EXERCISE DIRECTIONS -
Reproduce the data below word for word, keeping every line unchanged.

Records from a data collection
....

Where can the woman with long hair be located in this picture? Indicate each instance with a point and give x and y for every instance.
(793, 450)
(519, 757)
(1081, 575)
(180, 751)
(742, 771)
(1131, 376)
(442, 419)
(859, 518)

....

EXPECTED ANSWER -
Where can the woman with long hair be located in this picture? Indicate each instance with a point and give x and y for every instance.
(793, 450)
(519, 757)
(1081, 575)
(180, 751)
(742, 771)
(1131, 376)
(442, 419)
(859, 518)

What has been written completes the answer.